▸ **What you need to do**
Copy every record below exactly.

▽

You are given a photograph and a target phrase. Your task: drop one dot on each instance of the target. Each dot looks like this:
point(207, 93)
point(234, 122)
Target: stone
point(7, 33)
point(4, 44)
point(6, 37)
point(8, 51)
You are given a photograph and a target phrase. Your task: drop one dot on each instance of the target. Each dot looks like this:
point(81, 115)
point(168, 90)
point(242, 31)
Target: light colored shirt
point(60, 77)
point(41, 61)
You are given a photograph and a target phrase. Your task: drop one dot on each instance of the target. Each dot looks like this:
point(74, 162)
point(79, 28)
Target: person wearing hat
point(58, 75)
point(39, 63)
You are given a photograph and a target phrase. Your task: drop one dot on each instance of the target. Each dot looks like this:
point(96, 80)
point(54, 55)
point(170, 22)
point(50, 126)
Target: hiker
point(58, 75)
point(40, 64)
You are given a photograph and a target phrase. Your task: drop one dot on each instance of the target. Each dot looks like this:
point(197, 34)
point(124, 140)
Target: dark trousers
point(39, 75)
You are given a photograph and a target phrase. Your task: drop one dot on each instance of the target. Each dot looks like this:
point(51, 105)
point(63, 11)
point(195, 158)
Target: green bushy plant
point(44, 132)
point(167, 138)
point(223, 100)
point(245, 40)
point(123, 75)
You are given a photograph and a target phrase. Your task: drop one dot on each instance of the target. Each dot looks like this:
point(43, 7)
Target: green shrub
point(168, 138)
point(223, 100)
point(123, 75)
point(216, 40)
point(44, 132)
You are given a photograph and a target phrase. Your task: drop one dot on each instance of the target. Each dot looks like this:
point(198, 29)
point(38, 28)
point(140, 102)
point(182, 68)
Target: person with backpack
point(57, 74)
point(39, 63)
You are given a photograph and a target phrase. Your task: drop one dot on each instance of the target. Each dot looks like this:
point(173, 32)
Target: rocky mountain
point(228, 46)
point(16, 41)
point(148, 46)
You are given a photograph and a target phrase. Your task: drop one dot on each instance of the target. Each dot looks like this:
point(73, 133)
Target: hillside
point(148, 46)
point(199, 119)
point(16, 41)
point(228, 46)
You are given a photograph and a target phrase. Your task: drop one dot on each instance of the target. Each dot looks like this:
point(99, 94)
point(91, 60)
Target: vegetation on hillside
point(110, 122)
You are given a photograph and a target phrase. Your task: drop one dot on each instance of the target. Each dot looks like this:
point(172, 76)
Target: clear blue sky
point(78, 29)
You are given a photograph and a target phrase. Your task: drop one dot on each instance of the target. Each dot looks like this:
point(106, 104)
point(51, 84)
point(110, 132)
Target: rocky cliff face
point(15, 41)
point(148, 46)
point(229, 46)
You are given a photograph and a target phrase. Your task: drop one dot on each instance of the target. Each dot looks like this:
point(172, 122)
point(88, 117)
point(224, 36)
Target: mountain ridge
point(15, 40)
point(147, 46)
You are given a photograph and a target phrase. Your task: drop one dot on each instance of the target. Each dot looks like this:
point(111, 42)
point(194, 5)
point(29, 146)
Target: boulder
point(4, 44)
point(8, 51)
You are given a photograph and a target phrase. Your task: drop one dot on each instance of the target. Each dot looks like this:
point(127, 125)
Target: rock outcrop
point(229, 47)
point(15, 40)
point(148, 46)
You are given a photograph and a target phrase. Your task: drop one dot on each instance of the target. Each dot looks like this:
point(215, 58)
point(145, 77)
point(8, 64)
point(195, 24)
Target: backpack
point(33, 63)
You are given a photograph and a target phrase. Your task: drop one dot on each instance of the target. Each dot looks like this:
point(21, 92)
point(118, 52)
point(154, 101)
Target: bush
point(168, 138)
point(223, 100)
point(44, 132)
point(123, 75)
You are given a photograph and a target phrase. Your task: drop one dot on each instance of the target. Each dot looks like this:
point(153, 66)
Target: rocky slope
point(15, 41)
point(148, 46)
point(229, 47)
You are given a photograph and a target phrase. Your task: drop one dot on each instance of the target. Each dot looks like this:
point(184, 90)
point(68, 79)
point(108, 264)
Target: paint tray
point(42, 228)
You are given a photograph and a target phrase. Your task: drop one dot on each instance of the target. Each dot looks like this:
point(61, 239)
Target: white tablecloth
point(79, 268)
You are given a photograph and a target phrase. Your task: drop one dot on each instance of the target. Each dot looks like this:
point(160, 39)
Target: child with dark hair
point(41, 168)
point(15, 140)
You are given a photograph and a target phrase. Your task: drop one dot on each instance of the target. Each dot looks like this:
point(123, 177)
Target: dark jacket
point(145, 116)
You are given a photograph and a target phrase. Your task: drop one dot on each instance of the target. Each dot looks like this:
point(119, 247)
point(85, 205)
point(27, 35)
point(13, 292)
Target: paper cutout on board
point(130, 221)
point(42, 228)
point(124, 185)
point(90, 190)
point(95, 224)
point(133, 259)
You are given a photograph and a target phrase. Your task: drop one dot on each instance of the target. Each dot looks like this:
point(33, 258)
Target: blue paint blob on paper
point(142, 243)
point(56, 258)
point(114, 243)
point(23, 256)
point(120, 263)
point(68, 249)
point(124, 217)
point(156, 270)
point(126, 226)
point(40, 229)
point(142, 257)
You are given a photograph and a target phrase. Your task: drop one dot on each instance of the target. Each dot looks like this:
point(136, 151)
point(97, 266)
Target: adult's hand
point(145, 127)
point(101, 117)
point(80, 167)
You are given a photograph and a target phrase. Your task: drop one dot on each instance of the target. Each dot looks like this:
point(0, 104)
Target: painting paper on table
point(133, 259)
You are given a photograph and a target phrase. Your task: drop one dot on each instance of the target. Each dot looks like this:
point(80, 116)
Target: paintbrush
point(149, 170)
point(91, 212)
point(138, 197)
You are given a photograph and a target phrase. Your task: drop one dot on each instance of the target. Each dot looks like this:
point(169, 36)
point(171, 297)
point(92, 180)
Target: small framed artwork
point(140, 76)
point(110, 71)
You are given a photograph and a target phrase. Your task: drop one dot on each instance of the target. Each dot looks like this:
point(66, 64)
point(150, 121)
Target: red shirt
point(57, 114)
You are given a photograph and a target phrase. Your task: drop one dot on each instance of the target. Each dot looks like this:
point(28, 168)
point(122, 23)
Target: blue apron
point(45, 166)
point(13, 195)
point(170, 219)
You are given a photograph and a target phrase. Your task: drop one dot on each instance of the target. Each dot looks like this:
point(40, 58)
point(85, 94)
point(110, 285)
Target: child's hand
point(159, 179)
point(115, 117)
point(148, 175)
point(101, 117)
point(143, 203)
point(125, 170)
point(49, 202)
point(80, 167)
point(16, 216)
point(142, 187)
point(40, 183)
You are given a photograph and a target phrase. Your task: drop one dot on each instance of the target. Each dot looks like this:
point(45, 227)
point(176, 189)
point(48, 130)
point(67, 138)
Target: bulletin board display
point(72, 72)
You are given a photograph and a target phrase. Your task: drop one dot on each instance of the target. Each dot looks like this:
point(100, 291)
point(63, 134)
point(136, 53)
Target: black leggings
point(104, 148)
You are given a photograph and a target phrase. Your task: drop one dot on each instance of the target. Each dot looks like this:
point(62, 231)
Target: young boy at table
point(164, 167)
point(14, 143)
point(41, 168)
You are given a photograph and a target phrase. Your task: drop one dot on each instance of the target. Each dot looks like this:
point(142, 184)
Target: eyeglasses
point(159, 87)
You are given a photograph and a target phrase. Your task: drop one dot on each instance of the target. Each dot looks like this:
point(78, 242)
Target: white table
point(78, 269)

△

▸ **Exercise answer**
You are given a photograph and a target phrase. Your task: drop one dot on each instance of the target. Each dot looks like this:
point(207, 93)
point(234, 122)
Target: stone
point(7, 33)
point(4, 44)
point(6, 37)
point(8, 51)
You are given a photograph and a target phrase. Your task: drop one dot on each instance of the target. Each dot looks like this:
point(81, 115)
point(168, 90)
point(242, 31)
Target: light colored shirt
point(60, 77)
point(41, 61)
You are given a photograph and a target phrase. Your task: drop one dot on each instance of the target. Each dot looks like this:
point(74, 162)
point(79, 28)
Target: person wearing hat
point(58, 75)
point(39, 63)
You are given a photograph and a target phrase. Your task: drop one dot on each instance of the target. Each dot looks like this:
point(96, 80)
point(54, 55)
point(170, 22)
point(50, 126)
Target: hiker
point(58, 75)
point(40, 64)
You are given a photograph and a target phrase. Your task: drop one dot on each instance of the target. Each dot looks like this:
point(197, 34)
point(124, 140)
Target: dark trousers
point(39, 75)
You are given a photograph and a target phrase. Your task: drop one dot on each instance of the target. Each dot looks like this:
point(51, 105)
point(63, 11)
point(195, 158)
Target: green bushy plant
point(44, 132)
point(167, 138)
point(223, 100)
point(245, 40)
point(123, 75)
You are given a photograph and a target phrase. Your task: drop one dot on each instance of the target. Each dot looks like this:
point(43, 7)
Target: green shrub
point(168, 138)
point(223, 100)
point(123, 75)
point(216, 40)
point(44, 132)
You are given a photograph and a target phrase. Your task: drop one dot on each instance of the target. Each dot looks like this:
point(198, 29)
point(38, 28)
point(140, 102)
point(182, 68)
Target: person with backpack
point(57, 74)
point(39, 63)
You are given a photograph and a target phrase. Your task: drop one dot on each instance of the target. Each dot looks like this:
point(173, 32)
Target: rocky mountain
point(228, 46)
point(16, 41)
point(148, 46)
You are given a photograph and a target phrase. Your task: drop one dot on each instance of the target. Each dot looks like this:
point(73, 133)
Target: hillside
point(148, 46)
point(199, 119)
point(16, 41)
point(228, 46)
You are given a photograph and a target phrase. Your task: drop one dot on each instance of the target. Each dot looks like this:
point(99, 94)
point(91, 60)
Target: vegetation on hillside
point(110, 122)
You are given a photograph and a target phrase. Your task: drop one dot on each instance of the target. Each dot looks like this:
point(172, 76)
Target: clear blue sky
point(78, 29)
You are given a photograph and a target phrase. Your task: drop one dot on each instance of the target. Each dot looks like this:
point(106, 104)
point(51, 84)
point(110, 132)
Target: rocky cliff face
point(15, 41)
point(148, 46)
point(229, 46)
You are given a photograph and a target phrase. Your task: drop one dot on each instance of the target. Each dot looks like this:
point(172, 122)
point(88, 117)
point(224, 36)
Target: mountain ridge
point(15, 40)
point(147, 46)
You are given a photograph and a target phrase. Your task: drop one dot on each instance of the target. Each dot looks like this:
point(111, 42)
point(194, 5)
point(29, 146)
Target: boulder
point(4, 44)
point(8, 51)
You are given a photograph and a target phrase. Your task: drop one dot on each instance of the target. Each dot looks like this:
point(127, 125)
Target: rock outcrop
point(229, 47)
point(15, 40)
point(148, 46)
You are given a photograph and a target phrase. Your task: drop one dot on each instance of the target. Each dot looks like this:
point(215, 58)
point(145, 77)
point(8, 64)
point(195, 24)
Target: backpack
point(33, 63)
You are given a photograph and a target phrase. Your task: drop one dot on each instance of the target. Each dot looks like this:
point(21, 92)
point(118, 52)
point(154, 101)
Target: bush
point(168, 138)
point(223, 100)
point(44, 132)
point(123, 75)
You are given a photograph and a target phrase. Your task: drop one dot on each instance of the target. Each dot looks like this:
point(153, 66)
Target: rocky slope
point(15, 41)
point(148, 46)
point(229, 47)
You are given a photograph and a target phrase. Your task: drop one dot on each instance of the target. Each dot looks like this:
point(184, 90)
point(68, 79)
point(108, 264)
Target: paint tray
point(42, 228)
You are given a photograph and a target phrase. Your task: drop one dot on each instance of the target. Each dot looks like this:
point(61, 239)
Target: white tablecloth
point(79, 268)
You are given a photograph and a target phrase. Your task: drop one dot on each instance of the target. Each dot looks like this:
point(160, 39)
Target: child with dark hair
point(41, 168)
point(15, 140)
You are given a photograph and a target phrase. Your task: drop one dot on each instance of the target. Each dot looks like this:
point(123, 177)
Target: dark jacket
point(145, 116)
You are given a photograph and a target phrase. Your task: drop one dot on each instance of the target. Each dot looks like this:
point(119, 247)
point(85, 205)
point(27, 35)
point(13, 292)
Target: paper cutout on board
point(130, 221)
point(42, 228)
point(124, 185)
point(90, 190)
point(95, 224)
point(133, 259)
You are given a photograph and a target phrase. Your task: drop one dot on each instance of the target. Each dot looks like this:
point(33, 258)
Target: blue paint blob on paper
point(142, 243)
point(56, 258)
point(114, 243)
point(23, 256)
point(120, 263)
point(68, 249)
point(124, 217)
point(156, 270)
point(126, 226)
point(40, 229)
point(142, 257)
You are given a photograph and a target phrase. Your task: drop one dot on each instance of the target. Each dot looks like this:
point(136, 151)
point(97, 266)
Target: adult's hand
point(145, 127)
point(101, 117)
point(80, 167)
You are given a photograph and a target phrase. Your task: drop one dot on each instance of the target. Each dot looks like this:
point(0, 104)
Target: painting paper on table
point(133, 259)
You are given a photograph and a target phrase. Your task: drop one dot on each instance of the target. Each dot looks like this:
point(80, 116)
Target: paintbrush
point(149, 170)
point(91, 212)
point(138, 197)
You are given a photograph and a target phrase. Your task: drop one dot on each instance of the target. Each dot looks like this:
point(169, 36)
point(171, 297)
point(92, 180)
Target: small framed artwork
point(140, 76)
point(110, 71)
You are given a photograph and a target phrase. Your task: drop one dot on each instance of the target. Each dot looks like this:
point(66, 64)
point(150, 121)
Target: red shirt
point(57, 114)
You are given a photograph and a target phrase. Your task: drop one dot on each instance of the target. Each dot looks like this:
point(28, 168)
point(122, 23)
Target: blue apron
point(45, 166)
point(13, 195)
point(170, 219)
You are given a photograph and a target phrase. Your task: drop one dot on each instance of the target. Each dot looks like this:
point(40, 58)
point(85, 94)
point(110, 285)
Target: child's hand
point(159, 179)
point(115, 117)
point(148, 175)
point(101, 117)
point(143, 203)
point(125, 170)
point(49, 202)
point(80, 167)
point(16, 216)
point(142, 187)
point(40, 183)
You are given a photograph and a target phrase. Your task: drop one dot on each instance of the target. Each dot looks like this:
point(45, 227)
point(176, 189)
point(48, 130)
point(67, 138)
Target: bulletin board display
point(72, 72)
You are given a photograph and a target phrase. Your task: drop one dot on each instance of the target. Each dot looks like this:
point(100, 291)
point(63, 134)
point(136, 53)
Target: black leggings
point(104, 148)
You are given a photograph and a target phrase. Your task: drop one dot on each instance of the target. Each dot looks like this:
point(62, 231)
Target: young boy at table
point(164, 167)
point(14, 143)
point(41, 168)
You are given a photograph and a target phrase. Your task: drop one dot on each instance of the target. Each dot looks like this:
point(142, 184)
Target: eyeglasses
point(159, 87)
You are given a photograph and a target phrase. Your task: drop one dot on each instance of the target. Each dot looks like this:
point(78, 242)
Target: white table
point(78, 269)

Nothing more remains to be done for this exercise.